Provided entries:
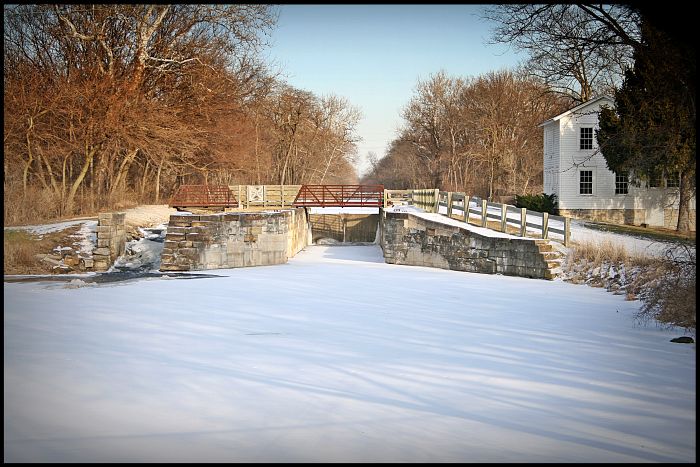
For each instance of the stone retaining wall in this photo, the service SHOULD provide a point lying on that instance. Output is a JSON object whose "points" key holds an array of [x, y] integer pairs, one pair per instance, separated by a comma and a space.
{"points": [[233, 240], [411, 240], [111, 241]]}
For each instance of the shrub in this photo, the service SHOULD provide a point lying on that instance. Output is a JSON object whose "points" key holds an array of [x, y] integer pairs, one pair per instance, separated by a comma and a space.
{"points": [[540, 203], [670, 298]]}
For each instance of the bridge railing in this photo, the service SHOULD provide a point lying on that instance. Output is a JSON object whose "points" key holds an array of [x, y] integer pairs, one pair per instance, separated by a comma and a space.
{"points": [[496, 216], [203, 196], [340, 196]]}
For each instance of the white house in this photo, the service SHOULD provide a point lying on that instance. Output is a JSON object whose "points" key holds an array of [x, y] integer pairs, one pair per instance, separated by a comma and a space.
{"points": [[575, 171]]}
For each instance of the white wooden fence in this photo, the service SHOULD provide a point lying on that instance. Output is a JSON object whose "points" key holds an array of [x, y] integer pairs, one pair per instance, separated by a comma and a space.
{"points": [[485, 214]]}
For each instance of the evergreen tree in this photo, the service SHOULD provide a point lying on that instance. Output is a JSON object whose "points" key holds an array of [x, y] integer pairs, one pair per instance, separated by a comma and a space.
{"points": [[651, 131]]}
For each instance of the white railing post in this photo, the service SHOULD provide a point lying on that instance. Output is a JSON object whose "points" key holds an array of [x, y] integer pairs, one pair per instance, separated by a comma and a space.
{"points": [[545, 224], [504, 216], [466, 207]]}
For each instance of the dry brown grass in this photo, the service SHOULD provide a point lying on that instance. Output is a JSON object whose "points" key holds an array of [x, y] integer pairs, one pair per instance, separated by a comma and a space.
{"points": [[22, 249], [600, 252]]}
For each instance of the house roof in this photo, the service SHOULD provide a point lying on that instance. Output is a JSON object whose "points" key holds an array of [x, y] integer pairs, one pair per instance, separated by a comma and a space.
{"points": [[577, 108]]}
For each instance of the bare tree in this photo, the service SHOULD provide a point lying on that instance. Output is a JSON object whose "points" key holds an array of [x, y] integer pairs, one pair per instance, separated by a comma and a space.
{"points": [[578, 50]]}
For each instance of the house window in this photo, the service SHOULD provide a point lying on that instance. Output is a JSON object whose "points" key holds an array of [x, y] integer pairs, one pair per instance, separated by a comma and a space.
{"points": [[585, 182], [587, 138], [654, 180], [621, 183], [673, 181]]}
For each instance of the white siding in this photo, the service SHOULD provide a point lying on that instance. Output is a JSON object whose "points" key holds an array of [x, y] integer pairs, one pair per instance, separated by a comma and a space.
{"points": [[563, 161], [551, 158]]}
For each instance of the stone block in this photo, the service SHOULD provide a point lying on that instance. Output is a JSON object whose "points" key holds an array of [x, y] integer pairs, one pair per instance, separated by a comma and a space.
{"points": [[204, 224], [100, 265], [174, 229], [170, 244], [192, 253], [182, 218]]}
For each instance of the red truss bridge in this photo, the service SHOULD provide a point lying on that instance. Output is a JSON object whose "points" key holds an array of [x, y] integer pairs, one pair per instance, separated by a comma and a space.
{"points": [[340, 196]]}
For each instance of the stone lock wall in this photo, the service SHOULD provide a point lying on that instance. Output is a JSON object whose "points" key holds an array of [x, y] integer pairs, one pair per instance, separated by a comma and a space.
{"points": [[411, 240], [233, 240], [111, 240]]}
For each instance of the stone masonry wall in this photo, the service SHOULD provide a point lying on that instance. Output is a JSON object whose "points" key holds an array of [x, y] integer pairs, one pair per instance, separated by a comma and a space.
{"points": [[411, 240], [111, 240], [233, 240]]}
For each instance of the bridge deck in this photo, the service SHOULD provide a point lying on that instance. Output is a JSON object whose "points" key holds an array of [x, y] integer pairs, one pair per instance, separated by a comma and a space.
{"points": [[203, 196]]}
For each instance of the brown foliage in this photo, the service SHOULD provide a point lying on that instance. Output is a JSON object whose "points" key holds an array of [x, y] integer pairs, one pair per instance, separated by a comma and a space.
{"points": [[113, 104], [475, 135]]}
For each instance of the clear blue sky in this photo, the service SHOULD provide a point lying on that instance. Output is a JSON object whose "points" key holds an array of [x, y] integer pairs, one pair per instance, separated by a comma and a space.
{"points": [[374, 55]]}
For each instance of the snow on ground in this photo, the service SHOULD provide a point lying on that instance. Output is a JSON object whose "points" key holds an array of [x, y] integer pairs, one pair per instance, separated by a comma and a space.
{"points": [[50, 228], [143, 253], [337, 356], [148, 215]]}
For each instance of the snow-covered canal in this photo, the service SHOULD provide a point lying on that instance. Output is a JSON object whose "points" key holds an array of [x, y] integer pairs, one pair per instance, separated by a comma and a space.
{"points": [[336, 356]]}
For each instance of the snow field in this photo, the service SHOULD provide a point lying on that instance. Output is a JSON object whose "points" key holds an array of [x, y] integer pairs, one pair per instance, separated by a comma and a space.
{"points": [[336, 356]]}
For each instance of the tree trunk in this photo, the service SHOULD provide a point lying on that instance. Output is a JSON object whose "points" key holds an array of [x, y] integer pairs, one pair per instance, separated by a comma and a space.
{"points": [[123, 169], [160, 169], [89, 154]]}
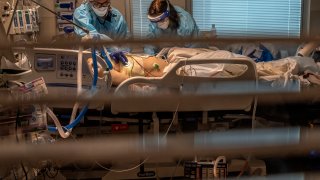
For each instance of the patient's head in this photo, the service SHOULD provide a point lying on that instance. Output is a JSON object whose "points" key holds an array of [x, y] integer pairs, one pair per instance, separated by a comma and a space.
{"points": [[150, 66], [154, 66]]}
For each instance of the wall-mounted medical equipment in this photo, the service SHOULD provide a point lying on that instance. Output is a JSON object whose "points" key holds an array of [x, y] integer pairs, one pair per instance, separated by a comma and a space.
{"points": [[25, 21], [65, 9], [59, 67]]}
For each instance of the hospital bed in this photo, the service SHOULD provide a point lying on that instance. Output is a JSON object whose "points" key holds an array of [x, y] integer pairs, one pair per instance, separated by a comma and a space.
{"points": [[199, 90]]}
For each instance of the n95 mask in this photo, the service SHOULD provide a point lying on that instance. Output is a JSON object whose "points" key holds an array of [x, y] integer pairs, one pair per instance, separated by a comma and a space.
{"points": [[100, 11], [163, 24]]}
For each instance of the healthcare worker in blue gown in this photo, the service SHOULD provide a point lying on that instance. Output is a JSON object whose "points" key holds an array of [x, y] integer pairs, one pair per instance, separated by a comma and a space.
{"points": [[168, 21], [103, 23]]}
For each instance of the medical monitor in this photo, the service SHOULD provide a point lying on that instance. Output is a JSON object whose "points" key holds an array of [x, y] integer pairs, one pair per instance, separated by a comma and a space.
{"points": [[5, 45]]}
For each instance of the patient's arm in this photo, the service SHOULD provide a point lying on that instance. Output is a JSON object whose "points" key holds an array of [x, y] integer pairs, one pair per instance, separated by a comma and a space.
{"points": [[118, 77]]}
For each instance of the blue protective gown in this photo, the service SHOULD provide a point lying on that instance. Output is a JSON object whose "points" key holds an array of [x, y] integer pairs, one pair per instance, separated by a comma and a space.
{"points": [[187, 28], [117, 28]]}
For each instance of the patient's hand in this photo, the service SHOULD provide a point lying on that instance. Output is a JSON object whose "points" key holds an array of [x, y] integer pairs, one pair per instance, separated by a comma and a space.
{"points": [[154, 66]]}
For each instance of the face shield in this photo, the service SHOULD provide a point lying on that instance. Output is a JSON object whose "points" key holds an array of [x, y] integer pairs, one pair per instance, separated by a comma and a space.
{"points": [[162, 20], [100, 9]]}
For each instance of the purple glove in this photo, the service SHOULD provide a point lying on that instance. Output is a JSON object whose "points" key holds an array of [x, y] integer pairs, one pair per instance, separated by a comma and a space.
{"points": [[118, 56]]}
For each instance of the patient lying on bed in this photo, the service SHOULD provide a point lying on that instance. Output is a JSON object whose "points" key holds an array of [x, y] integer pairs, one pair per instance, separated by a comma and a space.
{"points": [[150, 66]]}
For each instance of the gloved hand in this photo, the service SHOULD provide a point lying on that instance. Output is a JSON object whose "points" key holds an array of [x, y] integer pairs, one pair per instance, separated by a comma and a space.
{"points": [[90, 37], [118, 56]]}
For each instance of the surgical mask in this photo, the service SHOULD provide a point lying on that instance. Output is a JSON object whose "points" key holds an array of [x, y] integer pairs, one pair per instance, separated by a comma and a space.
{"points": [[163, 24], [100, 11]]}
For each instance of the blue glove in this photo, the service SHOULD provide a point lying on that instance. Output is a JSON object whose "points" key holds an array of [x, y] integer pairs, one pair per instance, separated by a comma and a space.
{"points": [[118, 56]]}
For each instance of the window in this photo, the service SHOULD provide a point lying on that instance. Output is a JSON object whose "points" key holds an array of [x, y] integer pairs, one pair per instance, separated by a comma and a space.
{"points": [[249, 18], [140, 22]]}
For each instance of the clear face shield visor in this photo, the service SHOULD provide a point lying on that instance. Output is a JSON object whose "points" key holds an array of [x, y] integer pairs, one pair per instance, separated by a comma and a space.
{"points": [[161, 17]]}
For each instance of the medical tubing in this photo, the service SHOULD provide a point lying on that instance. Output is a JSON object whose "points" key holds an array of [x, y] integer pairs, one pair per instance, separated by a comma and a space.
{"points": [[106, 58], [58, 125], [61, 17], [84, 110]]}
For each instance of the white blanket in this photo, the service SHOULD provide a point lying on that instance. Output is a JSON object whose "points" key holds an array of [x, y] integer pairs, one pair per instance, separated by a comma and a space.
{"points": [[277, 73]]}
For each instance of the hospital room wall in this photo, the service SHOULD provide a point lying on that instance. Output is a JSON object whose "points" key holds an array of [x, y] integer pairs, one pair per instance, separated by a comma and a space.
{"points": [[49, 30], [48, 27], [314, 27]]}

Aim: Give exactly the lines from the one with "For each instance of the clear face" to the end of the entries, nothing before them.

The response:
For each instance of the clear face shield visor in this photo, the service SHOULD provide a point lying on that instance. Output is a JSON object whose "points" key holds an array of [x, y] integer pairs, one pair per instance, separated by a comma and a space.
{"points": [[161, 17]]}
For each instance of the medical tubing in this photo, the service SHOULD provide a point lying on that instance. Output is a JSON object whose "points" key holds an array of [x, y] integer pairs, one pair per instance, separated by a comma and a space.
{"points": [[106, 58], [58, 125], [61, 17], [84, 110]]}
For each instance of the white blanket in this photo, the service SHOULD provide a point lying on that instance. Output is a JSON object whose "points" key holds an array of [x, y] integer pairs, one pair per instance, separated by a comma and a space.
{"points": [[277, 73]]}
For each instance of the hospital room wall in this photo, the service SHOULD provide a point lying on that instance. Output is a JSON object whose "points" key holds an array of [x, y] integer pairs, one pair per instance, separated by a comma and a space.
{"points": [[49, 30], [48, 27], [314, 27]]}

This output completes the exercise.